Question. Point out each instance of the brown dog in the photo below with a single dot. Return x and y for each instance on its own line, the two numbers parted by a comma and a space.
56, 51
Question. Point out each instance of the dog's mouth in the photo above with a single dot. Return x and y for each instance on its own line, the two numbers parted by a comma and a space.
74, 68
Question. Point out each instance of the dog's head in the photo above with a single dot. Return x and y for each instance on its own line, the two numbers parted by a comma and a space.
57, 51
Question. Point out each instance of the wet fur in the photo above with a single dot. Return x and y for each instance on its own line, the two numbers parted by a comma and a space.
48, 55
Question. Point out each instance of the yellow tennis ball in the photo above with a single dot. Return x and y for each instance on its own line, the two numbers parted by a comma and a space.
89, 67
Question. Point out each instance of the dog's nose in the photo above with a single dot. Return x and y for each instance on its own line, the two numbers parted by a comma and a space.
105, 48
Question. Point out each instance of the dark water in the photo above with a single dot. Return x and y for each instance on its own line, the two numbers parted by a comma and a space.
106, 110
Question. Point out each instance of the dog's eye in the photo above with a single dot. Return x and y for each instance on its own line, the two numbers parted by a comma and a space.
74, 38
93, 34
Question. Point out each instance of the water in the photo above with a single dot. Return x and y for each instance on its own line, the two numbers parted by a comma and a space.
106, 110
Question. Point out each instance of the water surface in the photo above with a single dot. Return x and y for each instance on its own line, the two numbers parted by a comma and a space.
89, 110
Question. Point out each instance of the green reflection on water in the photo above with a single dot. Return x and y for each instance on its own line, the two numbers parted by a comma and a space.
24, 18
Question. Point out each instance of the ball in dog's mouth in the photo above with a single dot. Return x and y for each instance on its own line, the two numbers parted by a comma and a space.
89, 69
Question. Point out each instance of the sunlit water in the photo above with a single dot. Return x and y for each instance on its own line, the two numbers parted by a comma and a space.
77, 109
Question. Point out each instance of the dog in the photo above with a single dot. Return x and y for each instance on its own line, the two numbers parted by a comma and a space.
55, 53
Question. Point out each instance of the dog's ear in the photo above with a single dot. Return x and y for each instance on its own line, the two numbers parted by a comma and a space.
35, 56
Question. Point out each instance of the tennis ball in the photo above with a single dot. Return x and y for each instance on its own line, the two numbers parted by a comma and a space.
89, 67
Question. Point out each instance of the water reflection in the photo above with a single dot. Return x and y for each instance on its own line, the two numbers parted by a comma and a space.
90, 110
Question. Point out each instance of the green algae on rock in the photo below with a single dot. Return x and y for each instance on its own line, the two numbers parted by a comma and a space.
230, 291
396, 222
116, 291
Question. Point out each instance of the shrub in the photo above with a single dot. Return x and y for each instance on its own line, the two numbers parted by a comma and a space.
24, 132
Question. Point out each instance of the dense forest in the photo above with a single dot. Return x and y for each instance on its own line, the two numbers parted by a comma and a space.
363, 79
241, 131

TASK TO CARRY OUT: Output the full set of entries exactly as they were given.

ANSWER BOX:
Question. Point out each instance of the brown dog in the photo below with a single dot. Return x and y for each instance on its own line, the two numbers parted by a comma and a space.
56, 51
Question. Point out each instance of the dog's mouth in the photo above with a single dot. Return x and y for each instance on its own line, the two numbers parted by a comma and a space.
74, 68
Question. Point out each instance of the dog's head in the photo above with a single dot. Return x and y for each instance on its own line, the two numbers parted by a comma and a space.
57, 51
Question. Point out each instance of the wet fur in the photo above with a single dot. Return x and y for each instance on its own line, the two numbers parted by a comma and a space.
48, 55
Question. Point out each instance of the yellow tennis ball in the photo above with a single dot. Return x and y for each instance on its own line, the two numbers parted by a comma and a space.
89, 67
Question. Point out each instance of the dog's nose in the photo above with a single dot. Return x and y for each instance on its own line, the two numbers parted by a comma and a space.
105, 48
Question. Point out each instance of the dark water in the photo above with a single dot. Return x and y for each instance on its own line, the two numbers parted by a comma and a space.
106, 110
Question. Point out each instance of the dog's eye in the photo above with a single dot. Return x and y for each instance on its own line, the two numbers parted by a comma and a space.
74, 38
93, 34
Question. Point out each instance of the water in the photo above with a single dot. Return x and y for each instance on its own line, the two numbers parted by a comma and a space.
106, 110
Question. Point out each instance of the water surface in the photo above with a single dot. Return x and y for each instance on its own line, the two numbers parted by a comma and a space.
89, 110
Question. Point out each instance of the green reflection on water in the photo above with a single dot. Return x and y for each instance on its own line, the two numbers parted by a comma and a space.
24, 18
Question. Point out each instance of the ball in dog's mouth in the photo above with a single dot. Return x and y for each instance on its own line, the two numbers parted by a comma and a space.
89, 69
Question. Point out each instance of the sunlit water in the photo above with a single dot. Return x and y for each instance on its own line, the two numbers parted by a comma and a space.
77, 109
Question. Point out each instance of the dog in the photo above with a single dot. Return x and y for each instance on its own line, the two numbers parted by a comma and a space.
55, 53
Question. Point out each instance of the dog's ear in the photo above with a single dot. Return x and y for each instance on its own line, the two numbers parted by a comma and a space.
35, 56
Question. Point out each instance of the tennis ball in the photo above with a single dot. Return x and y for each instance on its own line, the two numbers parted by a comma and a space.
89, 67
Question. Point out each instance of the water reflection in the photo above with a single dot. Return x and y for each instance on its own line, the two numbers parted by a comma and a space.
90, 110
Question. Point out each instance of the green algae on rock in the photo below with a single dot. Return x and y for each instance on its own line, the two numbers parted by a comma and a space.
230, 291
396, 222
116, 291
Question. Point out each instance of the shrub in the photo above with a single dot. Return x and y for each instance on its own line, the two numbers parted by a comma and a space.
24, 132
Question. Point out each instance of the dense forest in the photo above with a single dot. Return x and y for each instance on its own line, the two numbers parted by a comma and a space.
363, 79
241, 131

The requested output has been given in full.